## TO DO
Copy the following data exactly and drop the pictures.

(Natural-language object grounding data)
____

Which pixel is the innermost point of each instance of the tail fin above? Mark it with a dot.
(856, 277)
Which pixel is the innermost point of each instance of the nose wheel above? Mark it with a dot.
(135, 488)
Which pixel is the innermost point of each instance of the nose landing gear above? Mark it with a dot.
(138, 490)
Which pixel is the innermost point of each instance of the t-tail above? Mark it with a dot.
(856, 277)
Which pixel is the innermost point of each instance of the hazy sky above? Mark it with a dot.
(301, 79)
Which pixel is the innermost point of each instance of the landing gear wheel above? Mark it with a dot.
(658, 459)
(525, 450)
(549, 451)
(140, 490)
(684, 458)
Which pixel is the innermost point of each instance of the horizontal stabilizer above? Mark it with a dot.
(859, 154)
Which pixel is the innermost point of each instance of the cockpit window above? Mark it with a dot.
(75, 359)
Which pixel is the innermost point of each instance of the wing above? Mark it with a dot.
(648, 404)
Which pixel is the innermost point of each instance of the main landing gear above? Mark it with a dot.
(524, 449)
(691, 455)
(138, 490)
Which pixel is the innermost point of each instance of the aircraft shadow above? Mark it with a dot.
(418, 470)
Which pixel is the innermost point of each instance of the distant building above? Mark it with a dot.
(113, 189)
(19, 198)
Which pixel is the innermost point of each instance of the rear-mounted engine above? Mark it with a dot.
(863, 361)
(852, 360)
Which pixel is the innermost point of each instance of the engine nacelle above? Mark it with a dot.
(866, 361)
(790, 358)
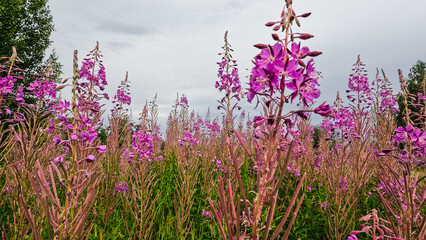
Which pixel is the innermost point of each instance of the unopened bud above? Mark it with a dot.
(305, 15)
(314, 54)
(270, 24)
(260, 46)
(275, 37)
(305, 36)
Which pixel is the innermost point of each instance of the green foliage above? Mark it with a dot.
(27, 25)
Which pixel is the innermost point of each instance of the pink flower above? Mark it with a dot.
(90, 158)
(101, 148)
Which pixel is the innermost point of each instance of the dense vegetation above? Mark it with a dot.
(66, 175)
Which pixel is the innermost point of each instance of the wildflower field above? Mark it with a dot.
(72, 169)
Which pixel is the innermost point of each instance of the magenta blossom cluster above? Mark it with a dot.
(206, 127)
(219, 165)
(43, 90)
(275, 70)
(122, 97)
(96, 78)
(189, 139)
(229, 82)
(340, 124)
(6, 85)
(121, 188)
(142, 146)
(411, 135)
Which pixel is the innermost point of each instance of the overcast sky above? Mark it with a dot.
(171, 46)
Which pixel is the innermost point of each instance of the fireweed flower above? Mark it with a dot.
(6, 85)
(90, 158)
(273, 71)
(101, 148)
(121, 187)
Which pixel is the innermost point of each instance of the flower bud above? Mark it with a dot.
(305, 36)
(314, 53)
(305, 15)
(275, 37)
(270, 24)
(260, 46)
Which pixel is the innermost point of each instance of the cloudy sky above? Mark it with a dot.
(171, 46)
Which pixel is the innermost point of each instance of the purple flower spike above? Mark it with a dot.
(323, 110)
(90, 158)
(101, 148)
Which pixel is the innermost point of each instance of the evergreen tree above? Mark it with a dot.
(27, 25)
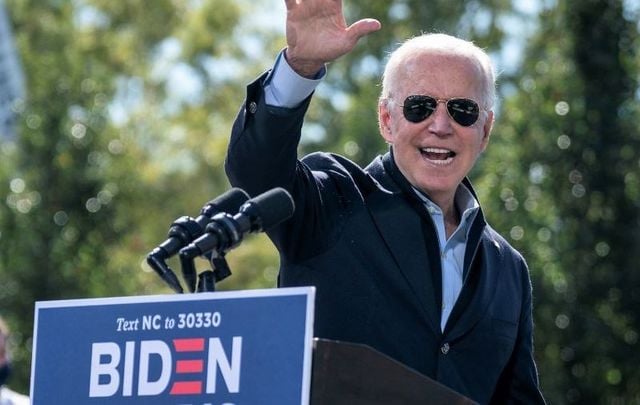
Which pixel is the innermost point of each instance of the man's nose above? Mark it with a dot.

____

## EXPECTED ANSWER
Which pixel is the innermost point of each instance of the tail fin above? Mark it with a dot.
(856, 277)
Which pixel is the innermost point of each instance of the nose wheel above? Mark it with a dot.
(135, 488)
Which pixel is the innermost point of each instance of the nose landing gear above? Mark it with a dot.
(138, 490)
Which pixel is the innermost point of each instance of the t-tail above? Mark it with a dot.
(856, 277)
Which pixel is the innermost point of each instance of the hazy sky above? Mark it with a dot.
(301, 79)
Which pixel is the innermost point of each instance of the landing gear wheel above? Mark it with a dot.
(658, 459)
(525, 450)
(549, 451)
(140, 490)
(684, 458)
Which pixel is the innermost point of each instance of the horizontal stabilizer above? Mark it with a dot.
(859, 154)
Which pixel is the innermost point of each instance of the cockpit window above? Mark it with a dot.
(75, 359)
Which pixel is the innermost point of each instance of the wing above? Mark it with a dot.
(648, 404)
Which pixel is the innermost point of each instance of the main landing gear above? Mark it with a dot.
(524, 449)
(691, 455)
(138, 490)
Which pixel is the innermost point of each instance of the aircraft shadow above? Mark it with a dot.
(418, 470)
Which pixel is the innermost point of each instance of the distant building above? Mark it with a dot.
(113, 189)
(19, 198)
Which pixel is the innermost point of each instance of the rear-mounted engine above? Mark it with a dot.
(863, 361)
(852, 360)
Which pixel is the innermost point of each instance of the engine nacelle above? Mark it with a dot.
(866, 361)
(790, 358)
Which pixel is the innermost point of each instance of the unopened bud above? Mark it with a dot.
(305, 15)
(314, 54)
(270, 24)
(260, 46)
(275, 37)
(305, 36)
Which pixel is the innermost point of each instance of the green foliage above? Mark it with a dot.
(27, 25)
Which pixel is the innermost point of each instance of the pink flower above? Mark it with a dot.
(90, 158)
(101, 148)
Which pixel is the innermost point of each instance of the dense vegetation above? Mark it with a dot.
(66, 175)
Which pixel is the innermost point of each instance of the wildflower field above? Mark it with a dot.
(72, 169)
Which pixel is the innermost point of each instance of the magenta blossom cluster above? Mark it with a dot.
(206, 127)
(219, 165)
(43, 90)
(275, 70)
(122, 97)
(96, 78)
(189, 139)
(229, 82)
(340, 124)
(6, 85)
(121, 188)
(142, 146)
(411, 135)
Which pixel is the innermost point of each instance of the overcast sky above? Mark it with a dot.
(171, 46)
Which pixel is the innermost point of each instance of the fireweed flower above? Mark it with a dot.
(6, 85)
(90, 158)
(273, 71)
(101, 148)
(121, 187)
Which pixel is the innermost point of each instance of the flower bud above? Mark it with a dot.
(305, 36)
(314, 53)
(305, 15)
(275, 37)
(270, 24)
(260, 46)
Which pixel is the innermost point of each instance of the cloudy sky above? Mark it with a dot.
(171, 46)
Which pixel is the innermost point of each instance of the purple flower spike above? Mark it with a dot.
(323, 110)
(90, 158)
(101, 148)
Which pixel is the innermost point of each instance of the evergreen tree above? Mark it with a dot.
(27, 25)
Which pixel is the innermost point of each instance of the man's nose above? Mark it with a dot.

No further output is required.